__GOAL OF THE EXERCISE__. Each entry below is to be given again word for word, with no pictures.

__SOURCE DATA__.
= Beginning of Section =
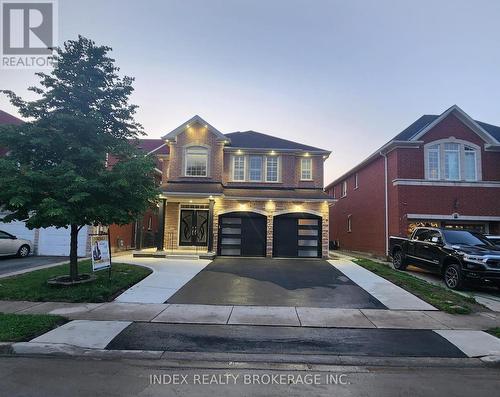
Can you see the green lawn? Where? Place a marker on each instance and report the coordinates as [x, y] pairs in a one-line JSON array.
[[22, 327], [439, 297], [33, 286]]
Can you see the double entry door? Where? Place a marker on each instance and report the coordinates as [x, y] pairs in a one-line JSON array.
[[193, 228]]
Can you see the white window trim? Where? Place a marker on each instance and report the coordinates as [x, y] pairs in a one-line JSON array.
[[462, 144], [233, 161], [207, 161], [310, 170], [278, 169]]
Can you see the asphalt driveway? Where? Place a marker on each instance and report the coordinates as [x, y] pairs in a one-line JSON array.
[[274, 282], [13, 264]]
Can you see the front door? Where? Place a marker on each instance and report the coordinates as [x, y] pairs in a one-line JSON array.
[[193, 228]]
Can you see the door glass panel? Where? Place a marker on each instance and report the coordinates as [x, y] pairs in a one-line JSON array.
[[308, 253], [201, 227], [231, 221], [186, 227]]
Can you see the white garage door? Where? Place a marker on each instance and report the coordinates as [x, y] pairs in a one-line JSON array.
[[19, 230], [53, 241]]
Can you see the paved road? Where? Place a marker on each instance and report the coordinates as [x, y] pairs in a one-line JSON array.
[[69, 377], [274, 282], [284, 340], [13, 264]]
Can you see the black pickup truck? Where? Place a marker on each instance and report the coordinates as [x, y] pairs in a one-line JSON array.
[[460, 256]]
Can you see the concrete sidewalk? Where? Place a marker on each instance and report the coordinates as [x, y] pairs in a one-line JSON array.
[[257, 315]]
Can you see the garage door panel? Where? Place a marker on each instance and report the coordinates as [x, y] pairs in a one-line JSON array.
[[242, 234]]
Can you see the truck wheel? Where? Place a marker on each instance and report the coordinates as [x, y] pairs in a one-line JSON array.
[[453, 276], [398, 261]]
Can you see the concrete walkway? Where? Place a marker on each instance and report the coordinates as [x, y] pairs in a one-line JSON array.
[[389, 294], [257, 315], [144, 337], [168, 276]]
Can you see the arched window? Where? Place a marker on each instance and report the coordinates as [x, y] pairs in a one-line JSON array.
[[452, 160], [196, 161]]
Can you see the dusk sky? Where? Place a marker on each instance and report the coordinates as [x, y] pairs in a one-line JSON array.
[[341, 75]]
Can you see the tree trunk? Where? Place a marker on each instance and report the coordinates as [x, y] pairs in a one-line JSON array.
[[73, 253]]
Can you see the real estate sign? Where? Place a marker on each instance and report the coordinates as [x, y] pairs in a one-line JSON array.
[[101, 257]]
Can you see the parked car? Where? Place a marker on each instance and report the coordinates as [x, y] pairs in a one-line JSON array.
[[460, 256], [494, 239], [11, 245]]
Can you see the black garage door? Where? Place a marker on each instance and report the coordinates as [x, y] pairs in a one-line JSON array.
[[242, 234], [297, 235]]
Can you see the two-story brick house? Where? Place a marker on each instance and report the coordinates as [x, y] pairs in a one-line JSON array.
[[442, 170], [242, 194]]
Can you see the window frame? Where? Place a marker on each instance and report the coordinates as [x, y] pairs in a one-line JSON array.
[[186, 162], [277, 169], [343, 189], [250, 168], [463, 148], [302, 169]]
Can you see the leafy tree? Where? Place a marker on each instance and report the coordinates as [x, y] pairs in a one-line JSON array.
[[56, 173]]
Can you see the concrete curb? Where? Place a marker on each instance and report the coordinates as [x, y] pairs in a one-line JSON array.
[[237, 360]]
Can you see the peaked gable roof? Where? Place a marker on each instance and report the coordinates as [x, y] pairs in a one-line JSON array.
[[258, 140], [194, 120]]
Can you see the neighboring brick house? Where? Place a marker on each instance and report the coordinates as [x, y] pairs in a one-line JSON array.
[[242, 193], [441, 171]]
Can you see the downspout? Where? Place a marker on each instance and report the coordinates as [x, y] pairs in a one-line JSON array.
[[386, 205]]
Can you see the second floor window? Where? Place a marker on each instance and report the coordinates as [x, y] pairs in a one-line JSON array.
[[271, 169], [452, 161], [343, 191], [196, 161], [238, 168], [306, 169]]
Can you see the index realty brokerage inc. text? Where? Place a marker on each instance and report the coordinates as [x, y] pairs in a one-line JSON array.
[[249, 379]]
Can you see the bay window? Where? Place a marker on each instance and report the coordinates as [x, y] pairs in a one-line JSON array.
[[452, 161], [239, 168], [196, 161]]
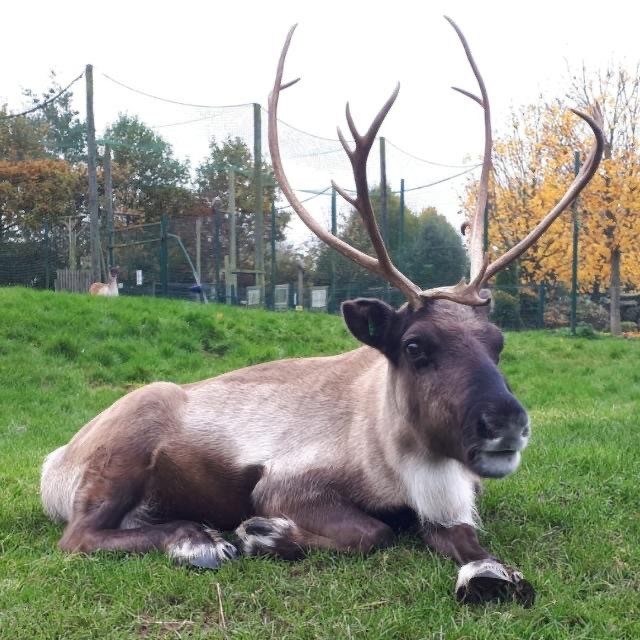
= End of Section =
__EXPECTED OUTPUT__.
Can you see the green lawn? Where? Place a marker on each instance and report the coordinates as [x, y] pairs in a one-line JSON array.
[[22, 327], [439, 297], [33, 286]]
Can you see the double entry door? Where? Place a marker on each instance and report the coordinates as [x, y] pairs in a one-line JSON array.
[[193, 228]]
Can you see the white window trim? Where? Place a marker on each instance and report the coordinates as [x, y] pairs in a one-line JSON array.
[[462, 144], [233, 161], [207, 161], [310, 170], [278, 169]]
Can you see the asphalt driveway? Where? Place a marker on each instance and report the coordinates as [x, y] pairs in a one-line JSON array.
[[274, 282], [13, 264]]
Can you see the front door? Where? Place a marker on each instance and report the coordinates as [x, y] pairs in a one-line JSON array.
[[193, 228]]
Can you see the door glass panel? Where? Place a marker on each instance and report the coordinates as [x, y] pairs in a one-line JSON array.
[[308, 253], [201, 227], [231, 221], [186, 227]]
Can you see the white garage door? Where? Place a marker on each instance and report the coordinates as [x, y] pairs in a one-line JSON array.
[[19, 230], [53, 241]]
Can you see the paved road? Where? Place a marker on each instance and report the coordinates as [x, y] pairs in a one-line JSON array.
[[69, 377], [274, 282], [284, 340], [13, 264]]
Can you see the black pickup truck? Where? Place a marker on each instance and report the coordinates as [x, y] pairs in a one-line JSON array.
[[460, 256]]
Can you see the concrete sidewalk? Where? Place a marker on each instance and report the coordinates as [x, y] pairs in a one-line JSON array.
[[257, 315]]
Can you see the garage door panel? Where? Place a marker on each instance and report the coordinates as [x, y] pairs in a one-line JSON array.
[[242, 234]]
Can you see the truck wheel? Where? Place a marker on each instance and report the coordinates as [x, y] pairs in a one-line JSON array.
[[453, 276], [398, 261]]
Can you see the concrete walkway? Where? Place a marker on each instance and report the coordinates as [x, y] pairs in a one-line JSON array.
[[389, 294], [257, 315], [144, 337], [168, 276]]
Can you see the arched window? Where? Place a marker on each instance and report the coordinates as [x, y] pairs in a one-line JSON array.
[[452, 160], [196, 161]]
Can you see the dusk sky? Where? Place a marker on each instance and report the coordinates as [x, y] pairs in a one-line JSON array.
[[341, 75]]
Can you see the tree trunk? Where? Place a marker on each instance and report the coordinates as [x, y] pairs in a one-line JSON array.
[[73, 253]]
Can you see the real estate sign? Where? Place a marker on each instance and report the coordinates as [x, y] pairs in a one-line JSON array.
[[101, 257]]
Can you see the parked car? Where? Place a marker on each instance and report the coordinates as [x, y] pairs in a one-line JSON array.
[[460, 256], [494, 239], [11, 245]]
Can you see the black garage door? Where? Place a marker on each instance and report the coordinates as [x, y] pairs in a one-line JSON array.
[[242, 234], [297, 235]]
Can you see the two-story brick house? Where? Place a marker on each instance and report the coordinates as [x, y] pairs in a one-line JSON array.
[[442, 170], [242, 194]]
Can you see the window frame? Where? Place a marker on each instance and report the coordinates as [x, y] pairs in a one-line JSON array.
[[186, 162], [277, 169], [343, 189], [250, 168], [463, 148], [302, 169]]
Can you see the leafy tree? Where? Place a marker on each instance and report the coordinates as [x, y] pairs in a one-line JSON array.
[[56, 173]]
Can you see the concrete curb? Where? Place a marker on each instance and report the coordinates as [x, y] pairs in a one-line JSON array.
[[237, 360]]
Can you see the peaked gable roof? Where? Place a marker on each instance and report the coordinates as [x, y] pairs in a one-line JSON array.
[[258, 140], [194, 120]]
Can you see the neighboring brick house? Where? Place a marker on each instance and report the coordinates as [x, y] pairs in a one-line JSON array.
[[242, 193], [441, 171]]
Can you see the downspout? Where? Place a marker on each instance and report the coordinates as [x, y] pairs in a one-line JSON array.
[[386, 205]]
Can you see the second floor window? Where? Place a marker on each instance and report the coordinates as [x, y] pairs in a one-line JSON array.
[[271, 169], [452, 161], [343, 191], [196, 161], [238, 168], [306, 169]]
Can you see the index realty brokerage inc. text? Where? Place a marker on each instance and report the coordinates as [x, y] pairs in a one-line JSON array.
[[249, 379]]
Can you see the bay window? Where? Place a marker on each instance and report the coordinates as [x, y] pairs in a one-line JSON array.
[[452, 161], [239, 168], [196, 161]]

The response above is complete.